### [PASSAGE GIVEN]
━━━━━━━━━━━━━━━━━━━━
Life of Brian: De Palma directs John Travolta on the set of Blow-Out

 

This is very much a film for movie buffs although you could say that, strictly speaking, it is not a movie at all and theoretically it would not win the approval of film director Brian De Palma who, discussing cinema, once declared that he was not interested in a lot of talk. The fact is that this piece by Noah Baumbach and Jake Paltrow is akin to allowing us to see and hear a filmmaker giving an illustrated lecture on his work. For what we have here is quite different from the usual documentary about a film director which can be expected to incorporate interviews with colleagues and admirers and to cover to some extent the life as well as the work of the artist featured (as exemplified recently in Louise Osmond's admirable Versus: The Life and Films of Ken Loach).

 

Instead De Palma offers only the man himself talking to camera, his comments illustrated by brief stills or clips from films. The latter include not only those that he has made but also works that have influenced him from Vertigo to films of the Nouvelle Vague. In addition, he has fun showing us glimpses of subsequent disastrous films derived from his own 1976 hit Carrie. At the outset the film seems rather bitty - we sense that De Palma's initial observations are replies to specific questions which we do not hear. But it soon settles down and shows De Palma's skills as a raconteur and his willingness to discuss his failures as well as his successes. Indeed, as he outlines his career in chronological order the life of a filmmaker in Hollywood, always dependent on his last film having done well at the box-office and sometimes reduced to taking on work out of a desperate desire to keep his hand in, emerges vividly. This is in contrast to the much briefer references to his personal life (three wives come and go with a minimum of comment).
━━━━━━━━━━━━━━━━━━━━
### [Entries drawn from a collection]

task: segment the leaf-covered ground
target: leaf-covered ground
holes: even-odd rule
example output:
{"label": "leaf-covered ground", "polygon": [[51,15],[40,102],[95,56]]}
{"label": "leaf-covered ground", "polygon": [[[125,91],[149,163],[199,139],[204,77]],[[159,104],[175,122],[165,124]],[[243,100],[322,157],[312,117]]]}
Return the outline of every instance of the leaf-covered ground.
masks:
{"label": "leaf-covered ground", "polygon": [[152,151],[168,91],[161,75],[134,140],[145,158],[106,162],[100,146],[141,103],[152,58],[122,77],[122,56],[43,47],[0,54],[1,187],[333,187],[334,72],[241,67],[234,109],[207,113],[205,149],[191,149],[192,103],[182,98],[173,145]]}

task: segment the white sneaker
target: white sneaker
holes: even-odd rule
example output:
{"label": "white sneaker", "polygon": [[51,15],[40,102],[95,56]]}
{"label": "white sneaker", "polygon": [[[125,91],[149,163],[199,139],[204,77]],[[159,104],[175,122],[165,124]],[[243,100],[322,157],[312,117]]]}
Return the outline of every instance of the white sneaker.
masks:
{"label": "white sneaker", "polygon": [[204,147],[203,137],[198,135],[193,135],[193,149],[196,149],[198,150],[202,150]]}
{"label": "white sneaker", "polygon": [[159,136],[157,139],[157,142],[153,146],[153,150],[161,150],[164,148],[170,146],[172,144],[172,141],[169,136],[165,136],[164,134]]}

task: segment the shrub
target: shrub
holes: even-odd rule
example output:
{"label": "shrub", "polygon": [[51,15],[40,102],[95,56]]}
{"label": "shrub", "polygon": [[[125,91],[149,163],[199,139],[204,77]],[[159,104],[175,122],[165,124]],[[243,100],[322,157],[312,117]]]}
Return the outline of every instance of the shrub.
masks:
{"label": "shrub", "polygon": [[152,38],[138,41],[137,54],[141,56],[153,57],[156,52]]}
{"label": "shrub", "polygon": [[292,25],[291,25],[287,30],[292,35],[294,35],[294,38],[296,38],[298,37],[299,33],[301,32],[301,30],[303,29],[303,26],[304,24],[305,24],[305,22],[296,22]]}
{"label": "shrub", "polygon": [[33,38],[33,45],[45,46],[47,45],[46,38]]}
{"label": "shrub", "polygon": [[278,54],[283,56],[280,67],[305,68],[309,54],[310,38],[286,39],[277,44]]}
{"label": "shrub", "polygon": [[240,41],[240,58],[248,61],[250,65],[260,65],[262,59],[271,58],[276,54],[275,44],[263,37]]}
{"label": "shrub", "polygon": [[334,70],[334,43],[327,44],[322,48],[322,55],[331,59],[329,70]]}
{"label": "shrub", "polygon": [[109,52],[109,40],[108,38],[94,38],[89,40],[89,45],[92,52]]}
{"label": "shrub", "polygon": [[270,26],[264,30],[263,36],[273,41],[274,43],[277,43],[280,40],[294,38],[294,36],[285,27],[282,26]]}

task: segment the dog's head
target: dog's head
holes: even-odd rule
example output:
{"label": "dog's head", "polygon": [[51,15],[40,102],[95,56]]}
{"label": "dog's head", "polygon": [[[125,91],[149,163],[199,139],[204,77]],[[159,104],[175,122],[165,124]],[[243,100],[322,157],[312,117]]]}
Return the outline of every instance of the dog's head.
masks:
━━━━━━━━━━━━━━━━━━━━
### [INSTRUCTIONS]
**A)** Write out the passage of the De Palma review starting with "This is very" and going on through "of Ken Loach).".
**B)** Write what comes next in the De Palma review, continuing after its last sentence.

### [ANSWERS FOR THE EXERCISE]
**A)**
This is very much a film for movie buffs although you could say that, strictly speaking, it is not a movie at all and theoretically it would not win the approval of film director Brian De Palma who, discussing cinema, once declared that he was not interested in a lot of talk. The fact is that this piece by Noah Baumbach and Jake Paltrow is akin to allowing us to see and hear a filmmaker giving an illustrated lecture on his work. For what we have here is quite different from the usual documentary about a film director which can be expected to incorporate interviews with colleagues and admirers and to cover to some extent the life as well as the work of the artist featured (as exemplified recently in Louise Osmond's admirable Versus: The Life and Films of Ken Loach).

**B)**
 

Two things in particular come across strikingly. First, there's his behind the scenes chat, as when he talks of Sean Connery being keen to leave James Bond behind but nevertheless feeling uneasy over being killed in The Untouchables or when he revels in Sean Penn needling Michael J Fox during the making of one of De Palma's best films, Casualties of War. Secondly, although he expresses admiration for composers such as Herrmann and Morricone and for the contributions of production designers, he himself emerges as somebody primarily interested in what is visually possible in cinema, be it the use of split screens or the extra emotion that can be communicated by the camera moving through a long and elaborate take.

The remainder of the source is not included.